Stored data:
--*--

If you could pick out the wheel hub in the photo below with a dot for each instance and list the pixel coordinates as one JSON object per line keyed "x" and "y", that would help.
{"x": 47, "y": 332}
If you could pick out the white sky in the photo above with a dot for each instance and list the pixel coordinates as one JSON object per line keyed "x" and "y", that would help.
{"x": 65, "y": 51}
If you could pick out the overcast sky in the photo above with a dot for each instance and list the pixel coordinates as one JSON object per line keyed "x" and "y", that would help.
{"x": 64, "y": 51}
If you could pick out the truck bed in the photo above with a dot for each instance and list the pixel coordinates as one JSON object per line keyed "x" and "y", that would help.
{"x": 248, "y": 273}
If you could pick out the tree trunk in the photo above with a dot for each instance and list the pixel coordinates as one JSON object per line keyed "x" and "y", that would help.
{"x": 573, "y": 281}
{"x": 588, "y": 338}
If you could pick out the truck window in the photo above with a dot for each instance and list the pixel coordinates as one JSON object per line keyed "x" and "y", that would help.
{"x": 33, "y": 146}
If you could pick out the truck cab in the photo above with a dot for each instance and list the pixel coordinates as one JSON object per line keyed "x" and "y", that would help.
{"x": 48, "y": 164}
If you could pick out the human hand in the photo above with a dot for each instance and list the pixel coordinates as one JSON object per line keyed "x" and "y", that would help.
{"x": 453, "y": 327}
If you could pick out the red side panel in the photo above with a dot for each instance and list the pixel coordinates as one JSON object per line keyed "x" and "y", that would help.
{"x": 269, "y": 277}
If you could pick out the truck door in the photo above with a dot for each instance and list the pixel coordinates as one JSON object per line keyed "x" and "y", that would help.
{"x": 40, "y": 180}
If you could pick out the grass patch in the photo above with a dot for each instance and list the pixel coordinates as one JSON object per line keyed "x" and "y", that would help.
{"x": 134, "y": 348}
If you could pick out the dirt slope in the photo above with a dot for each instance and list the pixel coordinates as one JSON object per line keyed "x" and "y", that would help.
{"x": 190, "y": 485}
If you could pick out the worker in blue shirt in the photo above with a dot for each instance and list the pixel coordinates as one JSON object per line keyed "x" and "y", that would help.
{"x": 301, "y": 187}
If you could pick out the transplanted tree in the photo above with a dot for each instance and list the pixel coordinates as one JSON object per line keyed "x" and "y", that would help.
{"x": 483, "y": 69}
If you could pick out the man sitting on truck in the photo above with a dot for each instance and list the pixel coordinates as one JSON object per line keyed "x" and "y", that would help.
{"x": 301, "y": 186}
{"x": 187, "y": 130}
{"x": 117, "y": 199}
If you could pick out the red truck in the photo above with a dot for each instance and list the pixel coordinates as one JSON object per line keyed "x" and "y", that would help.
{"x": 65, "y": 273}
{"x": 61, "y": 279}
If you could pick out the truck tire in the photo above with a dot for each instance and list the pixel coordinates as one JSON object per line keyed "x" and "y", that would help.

--*--

_Brief_.
Give back all of the entries exactly as written.

_Task output_.
If you could pick out the wheel hub in the photo below with a dot for each instance and list the pixel coordinates as one JSON object per line keyed "x" and "y", that would help.
{"x": 47, "y": 332}
If you could pick out the white sky in the photo above with a dot for each instance and list the pixel coordinates as one JSON object per line keyed "x" and "y", that would help.
{"x": 65, "y": 51}
If you could pick out the overcast sky in the photo above with a dot for each instance and list the pixel coordinates as one JSON object per line keyed "x" and "y", that would help.
{"x": 64, "y": 51}
If you could pick out the truck bed in the photo above with a dot for each instance and list the pixel coordinates as one JSON object per line keyed "x" and "y", that would help.
{"x": 248, "y": 273}
If you could pick out the tree trunk in the photo above with a dot for each instance and list the pixel coordinates as one JSON object per line keyed "x" and "y", that would help.
{"x": 573, "y": 281}
{"x": 588, "y": 338}
If you could pick out the truck window in the photo above with a dot for each instance and list the pixel coordinates as one JSON object per line keyed "x" and "y", that would help.
{"x": 33, "y": 146}
If you could pick out the truck cab in the photo above with a dot for each instance and list the pixel coordinates as one JSON object per line keyed "x" and "y", that would help.
{"x": 48, "y": 164}
If you could pick out the human hand in the photo above with a dot for each instance and list the pixel coordinates as one JSON object per line keyed "x" and "y", that would help.
{"x": 453, "y": 327}
If you could pick out the red side panel in the photo above with a dot for each instance and list the pixel coordinates as one JSON object per line keyed "x" and "y", that would help.
{"x": 269, "y": 277}
If you could pick out the truck door in the photo above with a dot for each instance and list the pixel coordinates as one JSON object per line keyed "x" and "y", that would help.
{"x": 40, "y": 180}
If you could pick out the grass patch in the photo above with a dot for each instance and list the pixel coordinates as one JSON object per line keyed "x" and "y", that would help.
{"x": 134, "y": 348}
If you could pick out the dirt slope in the photo above with a dot for each instance and list the pixel coordinates as one JSON object per line keyed "x" and "y", that would help.
{"x": 190, "y": 485}
If you could pick out the worker in blue shirt in the photo above with a dot for each instance and list the pixel coordinates as one JSON object per line keyed "x" and "y", that would help.
{"x": 301, "y": 187}
If you could pick out the transplanted tree in the photo above with a dot for each instance and list the pixel coordinates as one JSON object per line keyed "x" and "y", that would help.
{"x": 483, "y": 69}
If you could pick out the man sitting on truck in the photo above with a dot for each instance and list the pixel coordinates as one JSON object per line keyed "x" and "y", that would help.
{"x": 301, "y": 186}
{"x": 187, "y": 130}
{"x": 117, "y": 199}
If you could pick out the red truck in the photo above with a dot for each instance and list the pixel coordinates as one JSON object per line keyed "x" and "y", that would help.
{"x": 65, "y": 273}
{"x": 61, "y": 279}
If you could pick out the truck tire in the photo above with a dot for each instance and list the pixel coordinates as one JSON object per line keyed "x" and "y", that would help.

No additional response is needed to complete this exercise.